*To do:* A faithful copy of the entries is needed, one that leaves out the pictures.

*Image point grounding data:*
▼

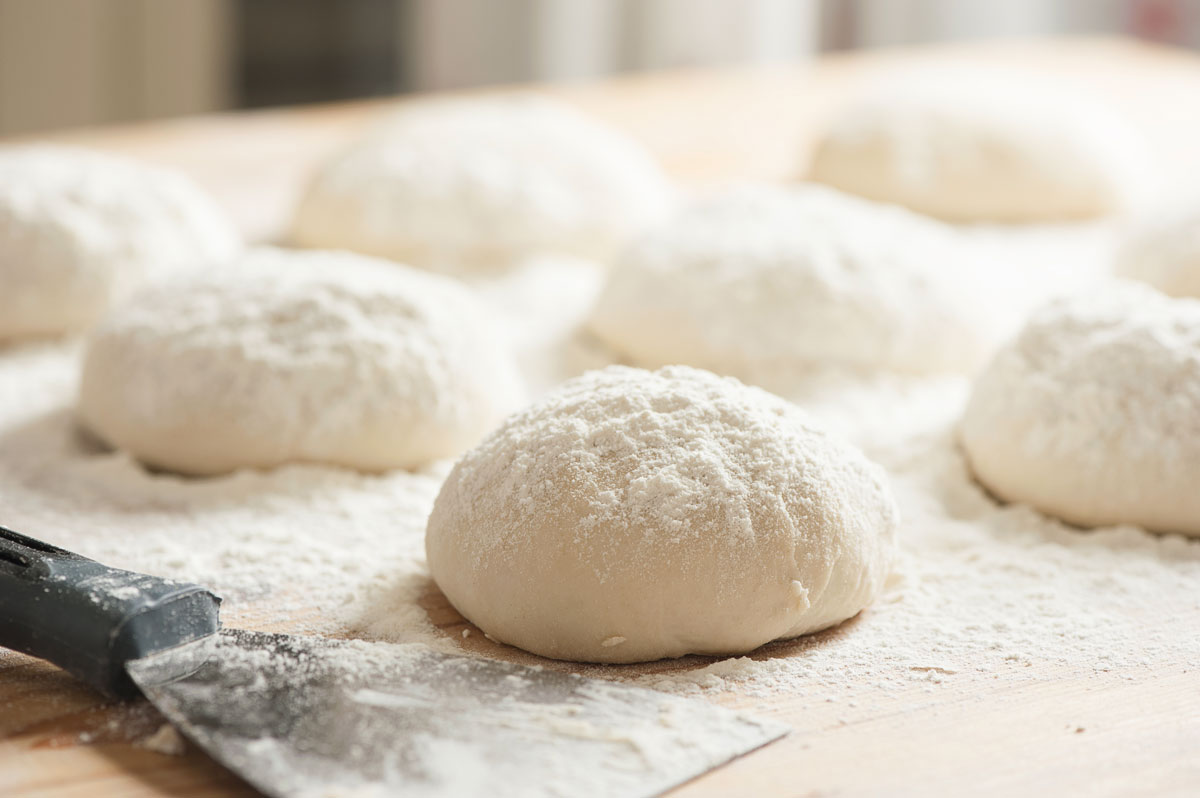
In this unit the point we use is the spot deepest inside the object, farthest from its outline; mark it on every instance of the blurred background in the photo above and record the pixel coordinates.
(73, 63)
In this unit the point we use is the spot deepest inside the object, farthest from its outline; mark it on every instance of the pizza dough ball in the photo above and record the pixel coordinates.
(982, 147)
(633, 516)
(79, 231)
(286, 357)
(1092, 414)
(479, 183)
(1165, 252)
(763, 281)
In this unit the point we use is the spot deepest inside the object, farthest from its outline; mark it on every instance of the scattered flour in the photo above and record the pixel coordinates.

▲

*Reply to the task:*
In this unit the point we use is the spot deepest inside the object, farthest from its outline; mark it on every instance of the blurred background in the photo above and record the pixel coordinates.
(73, 63)
In this unit the point we use is the spot deepest inside the object, farthest from its outline; mark it on every instance of the pizza dough ball in the photo above and record the pixel coordinates.
(982, 147)
(633, 516)
(79, 231)
(286, 357)
(1092, 414)
(479, 183)
(1165, 252)
(763, 281)
In this unit the point we use is the spot deepest inside the object, farthest from its outline; mark it on every instance of the scattered flour in the photo above and record the pixel coordinates.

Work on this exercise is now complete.